• ИЗБРАННЫЙ ОТРЫВОК:
Ждала от них откровений. Но испытывала живую ненависть к воинствующему невежеству.)
Мировоззрение, мировоззрение, я нуждалась в нем. Не в «линии партии», и не в «теории литературы», а в чем-то более глубоком, незыблемом, общем. В религии? Помню, когда в Петрограде ухмыляющиеся парни громили церковь, а воющая, рыдающая, грозная и безоружная толпа беспомощно металась вокруг, — я ненавидела этих вооруженных наганами парней лютою ненавистью, как ненавидит всякий нормальный человек творящееся у него на глазах поругание святыни. Пусть невнятной ему — но святыни…
Бабушка наша, папина мама, Екатерина Осиповна, была добра, тиха, строга и богомольна. Несколько месяцев в году она проводила у сына — в Петербурге, а позднее в Куоккале. Жила вместе со мною и Бобой в детской. Когда молилась она перед иконой, лицо ее излучало свет более светлый, казалось мне, чем золотой оклад и лампада. Словно не она занимала у них свет, а они у нее. Огонек лампады тускнел в сиянии ее лица, ее наморщенных рук.

• СПИСОК ЗАДАНИЙ:
1) Где, согласно отрывку, бабушка Екатерина Осиповна проводила несколько месяцев в году?
2) Изложите содержание отрывка в двух предложениях.
3) Продолжите воспоминания о поисках мировоззрения и о бабушке, начав сразу после последней фразы.
Для работы с отрывком приведенные данные не требуются.

• ФРАГМЕНТ ДАННЫХ:

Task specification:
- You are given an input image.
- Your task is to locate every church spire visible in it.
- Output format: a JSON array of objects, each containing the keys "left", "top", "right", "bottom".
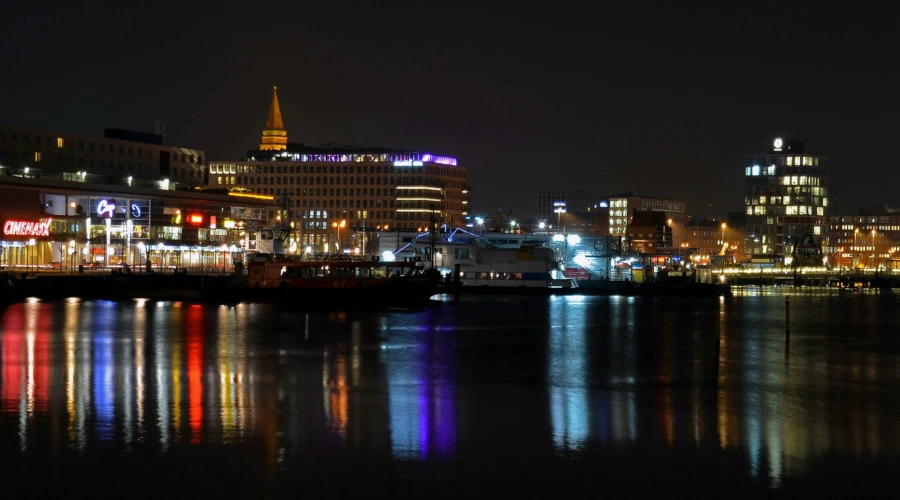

• ИТОГОВЫЕ ОТВЕТЫ:
1) У сына: сначала в Петербурге, а позднее в Куоккале.

2) В отрывке говорится о потребности в мировоззрении, причем не в «линии партии» и не в «теории литературы», а в чем-то более глубоком и незыблемом. Вспоминается лютая ненависть к вооруженным наганами парням, громившим церковь в Петрограде, и описывается добрая, строгая и богомольная бабушка Екатерина Осиповна, чье лицо во время молитвы казалось светлее золотого оклада и лампады.

3)
По воскресениям бабушка водила меня и Колю в куоккальскую церковь. Церкви я боялась. Там все пугало меня. Мрак, свечи, огни свечей, тщетно пытающиеся справиться с мраком, сырые темные углы, холод, непреклонные лики святых. Человек, прибитый гвоздями к кресту! — о, как хотелось от этих окровавленных гвоздей, от этого поникшего белого тела, из мрака поскорее на волю! к деревьям! к солнцу! к птицам! к волнам! Из смерти в жизнь! Такие слова, как грех, искупление, распятие, пугали, и мучили, и ничего не объясняли. А воображение горело. Выйдя из церкви, долго всматривалась я в свои ладони, а потом в доски забора и в ящик с молотком и гвоздями. Вот таким молотком по такому гвоздю да не в доску забора, а в ладонь… Один раз в сарае, в полутьме, я вынула из ящика гвоздь, молоток, приставила к ладони гвоздь — нацелилась! — и не ударила. А добрый Бог сделал так, чтобы его родному сыну гвоздями проткнули ступни и ладони!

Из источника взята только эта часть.